■ **List of tasks**:
#1 In the passage on Celtic Christianity, how many themes of Celtic Christianity are attributed to Mitton?
#2 Please write out the listing exactly, from its start through the line containing "positive clicks: (517, 403)", inclusive, and leave out the pictures.

■ **Passage for review**:
Past Life - Present Mission (3)

Chapter 2: The Celtic Saints: what can we know and how?

“Interest in and admiration for Celtic Christianity is booming. Books pour off the press telling the stories of 5th and 6th century British and Irish saints … offering a Celtic model of mission and church organisation … The appeal seems to extend across the theological and denominational spectrum, and well beyond the company of Christian believers, New Agers, post-modernists, liberals, feminists, environmentalists, evangelicals and charismatics identify with Celtic Christianity and call for a recovery of its key principles today.” The publishing fraternity has responded with “everything from weighty tomes on Celtic consciousness to some poor attempts at re-telling ancient Celtic myths and legends”. But these often create as much fog as light. How sure could we be sure then that Mitton’s fourteen themes accurately describe Celtic Christianity?


The romanticism and trendy nature of some contemporary literature on Celtic Christianity can obscure what the Celtic Christians actually believed while interpretations of the historical data can often be subjective reflections of established Church traditions. Patrick Thomas refers to a TV commentator’s comment during George Carey’s enthronement as Archbishop of Canterbury that “the new Archbishop was the successor of St Augustine who brought Christianity to Britain in 597 AD”. Thomas comments, “it was the kind of statement calculated to make Welsh, Irish and Scottish hackles rise, as there were Christians in Britain long before St Augustine’s mission”.

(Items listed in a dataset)
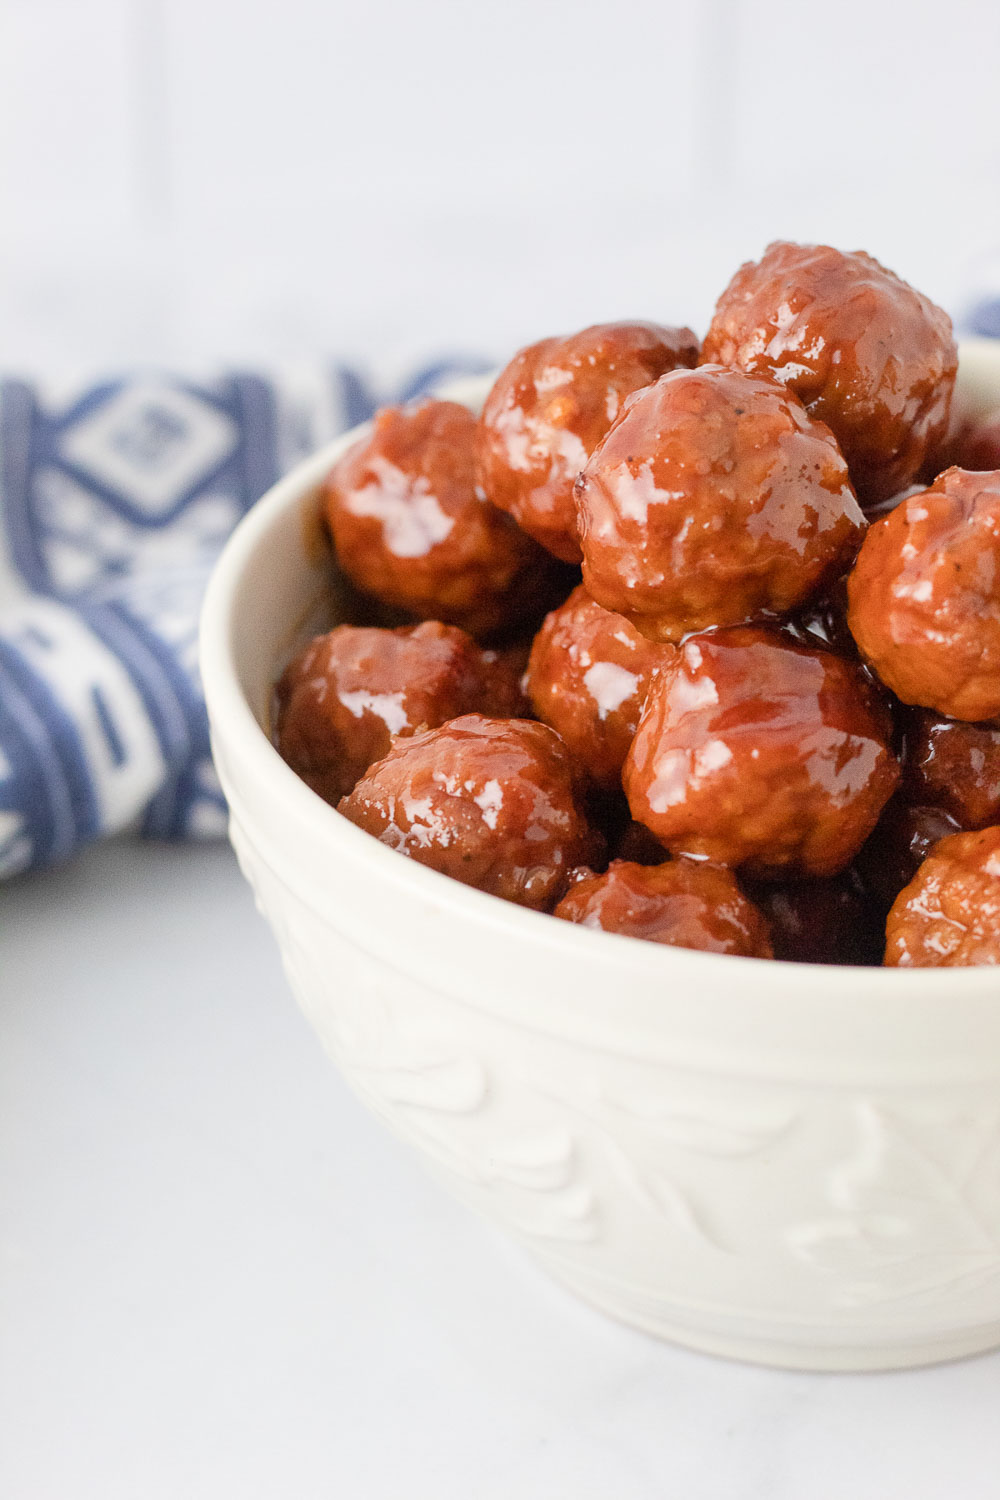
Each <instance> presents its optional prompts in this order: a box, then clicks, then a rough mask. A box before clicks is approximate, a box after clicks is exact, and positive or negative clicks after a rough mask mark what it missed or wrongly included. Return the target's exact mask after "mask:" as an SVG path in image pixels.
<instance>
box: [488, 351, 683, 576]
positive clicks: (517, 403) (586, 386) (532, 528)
mask: <svg viewBox="0 0 1000 1500" xmlns="http://www.w3.org/2000/svg"><path fill="white" fill-rule="evenodd" d="M696 360H697V339H696V338H694V335H693V333H691V330H690V329H661V327H658V326H657V324H655V323H600V324H597V326H595V327H592V329H583V332H582V333H574V335H573V336H571V338H567V339H541V342H540V344H532V345H531V347H529V348H526V350H522V351H520V353H519V354H516V356H514V359H513V360H511V362H510V365H508V366H507V368H505V369H504V371H501V374H499V377H498V380H496V384H495V386H493V389H492V392H490V393H489V396H487V398H486V405H484V407H483V417H481V419H480V437H478V475H480V484H481V487H483V492H484V493H486V495H489V498H490V499H492V501H493V504H495V505H501V507H502V508H504V510H507V511H510V514H511V516H513V517H514V520H516V522H517V523H519V525H520V526H522V528H523V529H525V531H526V532H528V534H529V535H532V537H535V538H537V540H538V541H541V543H543V546H546V547H547V549H549V550H550V552H553V553H555V555H556V556H558V558H562V559H564V561H565V562H579V561H580V544H579V540H577V529H576V510H574V505H573V481H574V478H576V475H577V474H579V472H580V469H582V468H583V465H585V463H586V460H588V458H589V456H591V453H592V452H594V449H595V447H597V444H598V443H600V440H601V438H603V437H604V434H606V432H607V429H609V428H610V425H612V422H613V420H615V417H616V416H618V413H619V411H621V408H622V402H624V399H625V398H627V396H628V395H631V392H634V390H639V389H640V387H642V386H648V384H649V383H651V381H654V380H657V377H658V375H663V374H664V372H666V371H672V369H675V368H676V366H678V365H687V366H691V365H694V362H696Z"/></svg>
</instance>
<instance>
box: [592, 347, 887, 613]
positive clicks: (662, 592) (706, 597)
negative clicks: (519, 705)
mask: <svg viewBox="0 0 1000 1500" xmlns="http://www.w3.org/2000/svg"><path fill="white" fill-rule="evenodd" d="M576 496H577V510H579V517H580V541H582V546H583V582H585V585H586V588H588V591H589V592H591V595H592V597H594V598H595V600H597V601H598V604H603V606H604V609H613V610H616V612H618V613H621V615H625V618H627V619H631V622H633V624H634V625H636V628H637V630H642V633H643V634H645V636H649V639H651V640H679V639H681V636H682V634H685V633H687V631H691V630H705V628H706V627H708V625H733V624H742V622H745V621H751V619H759V618H762V616H766V615H783V613H786V612H789V610H792V609H796V607H798V606H799V604H804V603H805V601H807V600H808V598H811V597H813V595H814V594H817V592H819V591H820V589H822V588H823V585H826V583H831V582H832V580H834V579H835V577H837V576H838V574H840V573H843V571H844V570H846V568H847V567H849V565H850V562H852V561H853V556H855V553H856V552H858V547H859V544H861V537H862V528H864V516H862V513H861V508H859V507H858V502H856V499H855V492H853V489H852V487H850V480H849V477H847V465H846V463H844V459H843V456H841V453H840V449H838V447H837V443H835V441H834V438H832V435H831V432H829V429H828V428H825V426H823V425H822V423H819V422H813V419H811V417H810V416H808V414H807V411H805V408H804V407H802V404H801V402H799V401H798V399H796V398H795V396H793V395H790V393H789V392H786V390H784V389H783V387H781V386H778V384H775V381H772V380H759V378H756V377H753V375H744V374H742V372H741V371H724V369H721V368H720V366H703V368H702V369H697V371H675V372H672V374H669V375H664V377H661V378H660V380H658V381H657V384H655V386H649V387H646V390H643V392H639V393H637V395H636V396H633V399H631V401H630V402H628V404H627V407H625V411H624V413H622V416H621V417H619V420H618V422H616V423H615V426H613V428H612V429H610V432H609V434H607V437H606V438H604V441H603V443H601V444H598V447H597V449H595V452H594V455H592V458H591V459H589V462H588V465H586V468H585V469H583V472H582V475H580V478H579V480H577V486H576Z"/></svg>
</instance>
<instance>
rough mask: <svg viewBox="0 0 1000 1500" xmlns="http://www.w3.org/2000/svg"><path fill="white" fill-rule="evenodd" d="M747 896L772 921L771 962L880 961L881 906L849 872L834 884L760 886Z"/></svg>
mask: <svg viewBox="0 0 1000 1500" xmlns="http://www.w3.org/2000/svg"><path fill="white" fill-rule="evenodd" d="M750 894H751V897H753V900H754V901H756V903H757V906H759V907H760V909H762V912H763V913H765V916H766V918H768V921H769V922H771V942H772V947H774V956H775V959H784V960H786V962H787V963H862V965H877V963H882V950H883V945H885V936H883V930H882V915H883V913H885V907H883V910H882V912H880V910H879V904H877V903H876V901H873V900H871V897H870V895H868V892H867V891H865V889H864V888H862V885H861V882H859V880H858V879H856V877H853V873H852V871H847V874H841V876H837V877H835V879H832V880H795V882H790V883H784V885H762V886H759V888H756V889H751V892H750Z"/></svg>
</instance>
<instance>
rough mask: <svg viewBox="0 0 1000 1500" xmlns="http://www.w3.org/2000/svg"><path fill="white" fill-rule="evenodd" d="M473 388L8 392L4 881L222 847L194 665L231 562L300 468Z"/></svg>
mask: <svg viewBox="0 0 1000 1500" xmlns="http://www.w3.org/2000/svg"><path fill="white" fill-rule="evenodd" d="M474 369H483V366H481V365H478V363H471V362H466V360H441V362H436V363H435V365H429V366H426V368H424V369H420V371H417V372H415V374H412V375H411V377H409V378H406V380H405V381H400V383H396V384H394V386H393V389H388V390H381V392H378V393H375V392H373V390H372V387H370V384H369V381H367V380H366V378H364V377H361V375H360V374H358V372H357V371H352V369H345V368H334V369H328V371H325V369H324V371H318V369H313V371H282V372H270V374H267V375H262V374H247V372H234V374H226V375H220V377H216V378H211V380H198V381H192V380H186V378H180V377H175V375H166V374H162V372H153V371H150V372H142V374H135V375H129V377H127V378H115V380H103V381H99V383H97V381H94V383H75V384H73V386H69V384H66V386H63V387H55V386H51V384H49V386H43V384H36V383H27V381H21V380H1V381H0V876H9V874H15V873H18V871H21V870H25V868H28V867H31V865H43V864H51V862H54V861H58V859H64V858H66V856H67V855H70V853H72V852H73V850H75V849H78V847H79V846H82V844H85V843H88V841H91V840H93V838H99V837H102V835H105V834H112V832H120V831H123V829H127V828H135V829H136V831H139V832H142V834H145V835H150V837H168V838H175V837H187V835H192V837H204V835H216V834H219V832H222V831H223V829H225V804H223V799H222V793H220V790H219V784H217V781H216V775H214V771H213V766H211V759H210V754H208V729H207V721H205V709H204V700H202V694H201V687H199V681H198V664H196V628H198V607H199V603H201V595H202V592H204V586H205V582H207V576H208V571H210V568H211V564H213V561H214V558H216V556H217V553H219V549H220V547H222V543H223V541H225V538H226V535H228V534H229V531H231V529H232V526H234V525H235V522H237V520H238V519H240V516H241V514H243V513H244V511H246V510H247V507H249V505H252V504H253V501H255V499H258V496H259V495H262V492H264V490H265V489H267V487H268V486H270V484H271V483H273V481H274V480H276V478H277V477H279V475H280V474H282V472H283V471H286V469H288V468H289V466H291V465H292V463H294V462H295V460H297V459H300V458H303V456H304V455H306V453H309V452H310V450H313V449H315V447H318V446H319V444H322V443H325V441H327V440H328V438H331V437H334V435H336V434H337V432H340V431H343V429H346V428H351V426H354V425H355V423H357V422H363V420H364V419H366V417H369V416H370V414H372V411H373V410H375V407H376V405H381V404H385V402H387V401H405V399H409V398H412V396H415V395H418V393H421V392H424V390H427V389H430V387H432V386H435V384H438V383H439V381H442V380H445V378H447V377H448V375H453V374H456V375H457V374H469V372H471V371H474Z"/></svg>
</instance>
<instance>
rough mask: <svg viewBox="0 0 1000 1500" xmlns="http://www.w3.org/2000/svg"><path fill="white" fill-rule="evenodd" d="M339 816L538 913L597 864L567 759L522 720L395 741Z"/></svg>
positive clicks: (482, 721)
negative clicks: (568, 880) (583, 873)
mask: <svg viewBox="0 0 1000 1500" xmlns="http://www.w3.org/2000/svg"><path fill="white" fill-rule="evenodd" d="M339 811H340V813H343V816H345V817H349V819H351V822H352V823H357V826H358V828H363V829H364V831H366V832H369V834H373V837H375V838H379V840H381V841H382V843H385V844H388V846H390V847H393V849H399V850H400V853H406V855H409V858H411V859H418V861H420V864H427V865H430V867H432V868H433V870H439V871H441V873H442V874H450V876H453V879H456V880H462V882H465V885H475V886H478V889H480V891H490V892H492V894H493V895H502V897H504V898H505V900H508V901H516V903H517V904H519V906H532V907H535V909H537V910H550V909H552V907H553V906H555V903H556V901H558V900H559V897H561V895H562V892H564V891H565V888H567V883H568V876H570V870H573V867H574V865H579V864H588V862H592V859H594V858H598V856H600V840H597V835H595V834H594V832H592V831H591V828H589V825H588V822H586V817H585V814H583V811H582V807H580V801H579V796H577V786H576V771H574V766H573V762H571V759H570V753H568V751H567V748H565V745H564V744H562V741H561V739H559V736H558V733H555V730H553V729H549V726H547V724H537V723H531V721H528V720H523V718H504V720H499V718H484V717H481V715H480V714H465V715H463V717H460V718H454V720H451V723H448V724H442V726H441V727H439V729H429V730H427V732H426V733H421V735H414V736H412V738H411V739H397V741H396V744H394V745H393V748H391V750H390V751H388V754H387V756H385V759H384V760H378V762H376V763H375V765H372V766H370V768H369V769H367V772H366V774H364V775H363V777H361V780H360V781H358V783H357V786H355V787H354V790H352V792H351V795H349V796H345V798H343V799H342V801H340V804H339Z"/></svg>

■ **Answers by task**:
#1 Fourteen.

#2
Each <instance> presents its optional prompts in this order: a box, then clicks, then a rough mask. A box before clicks is approximate, a box after clicks is exact, and positive or negative clicks after a rough mask mark what it missed or wrongly included. Return the target's exact mask after "mask:" as an SVG path in image pixels.
<instance>
box: [488, 351, 683, 576]
positive clicks: (517, 403) (586, 386) (532, 528)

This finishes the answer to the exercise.